- WHAT IS REQUIRED:
Count the lines in the records below that contain the string "turtle", and reply with that number alone.

──────── INPUT MATERIAL

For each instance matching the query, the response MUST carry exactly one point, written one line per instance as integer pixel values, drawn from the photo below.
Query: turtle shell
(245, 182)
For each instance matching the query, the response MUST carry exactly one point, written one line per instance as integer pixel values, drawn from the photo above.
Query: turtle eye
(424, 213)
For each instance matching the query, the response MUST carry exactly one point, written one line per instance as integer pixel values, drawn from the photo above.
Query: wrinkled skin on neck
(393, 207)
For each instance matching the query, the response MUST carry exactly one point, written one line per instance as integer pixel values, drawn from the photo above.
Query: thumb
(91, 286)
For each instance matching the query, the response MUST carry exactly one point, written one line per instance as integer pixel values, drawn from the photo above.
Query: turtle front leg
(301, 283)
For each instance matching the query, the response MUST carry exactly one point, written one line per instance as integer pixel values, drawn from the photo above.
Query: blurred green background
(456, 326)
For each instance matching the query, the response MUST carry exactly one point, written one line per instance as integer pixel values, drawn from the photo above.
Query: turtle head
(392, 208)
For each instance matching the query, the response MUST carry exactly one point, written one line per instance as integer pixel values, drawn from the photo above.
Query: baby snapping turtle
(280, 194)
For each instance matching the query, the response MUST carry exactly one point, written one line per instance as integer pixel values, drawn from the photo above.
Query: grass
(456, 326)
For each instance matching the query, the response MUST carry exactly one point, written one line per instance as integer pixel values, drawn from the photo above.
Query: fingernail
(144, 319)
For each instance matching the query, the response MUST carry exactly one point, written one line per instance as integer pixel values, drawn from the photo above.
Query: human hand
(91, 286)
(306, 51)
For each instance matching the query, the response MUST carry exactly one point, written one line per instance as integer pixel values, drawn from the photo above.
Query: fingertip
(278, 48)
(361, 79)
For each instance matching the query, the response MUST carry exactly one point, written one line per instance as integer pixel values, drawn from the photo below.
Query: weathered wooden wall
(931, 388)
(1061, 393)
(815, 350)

────────────────

- EXERCISE RESPONSE:
5